Collection entries:
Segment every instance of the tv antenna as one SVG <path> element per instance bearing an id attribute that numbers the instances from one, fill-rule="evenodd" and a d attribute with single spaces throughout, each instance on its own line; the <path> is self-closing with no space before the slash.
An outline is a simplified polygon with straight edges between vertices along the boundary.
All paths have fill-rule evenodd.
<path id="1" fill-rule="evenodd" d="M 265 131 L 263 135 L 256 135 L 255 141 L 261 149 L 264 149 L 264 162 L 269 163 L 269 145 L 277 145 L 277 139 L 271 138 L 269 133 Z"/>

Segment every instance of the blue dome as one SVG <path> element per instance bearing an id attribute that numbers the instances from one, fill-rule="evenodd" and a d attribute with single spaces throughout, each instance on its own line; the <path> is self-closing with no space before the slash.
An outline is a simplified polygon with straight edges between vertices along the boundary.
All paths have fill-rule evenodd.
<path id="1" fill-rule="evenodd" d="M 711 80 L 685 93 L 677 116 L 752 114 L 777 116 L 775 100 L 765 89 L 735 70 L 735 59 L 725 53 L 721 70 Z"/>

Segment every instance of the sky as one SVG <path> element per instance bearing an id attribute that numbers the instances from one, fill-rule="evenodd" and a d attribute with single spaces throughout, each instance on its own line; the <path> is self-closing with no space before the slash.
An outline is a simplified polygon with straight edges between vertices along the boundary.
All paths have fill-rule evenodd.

### [Request]
Exactly as written, give the line containing "Segment every instance of the blue" and all remaining lines of the records.

### [Result]
Segment every instance of the blue dome as one SVG <path> element per instance bearing an id attribute that numbers the instances from one, fill-rule="evenodd" and a d attribute with single spaces throughout, each instance on its own line; the <path> is self-closing with no space before the slash.
An outline is a simplified polygon with straight edges between vertices along the boundary.
All paths have fill-rule evenodd.
<path id="1" fill-rule="evenodd" d="M 711 80 L 685 93 L 677 116 L 752 114 L 777 116 L 775 100 L 765 89 L 735 70 L 735 59 L 725 53 L 721 70 Z"/>

Segment every instance of the sky as one SVG <path> element per instance bearing an id attribute that numbers the instances from one, fill-rule="evenodd" and a d attribute with single spaces throughout, each instance on its own line; the <path> is self-closing with no space before the slash.
An outline is a simplified polygon with straight edges between vertices along the boundary.
All paths have fill-rule evenodd.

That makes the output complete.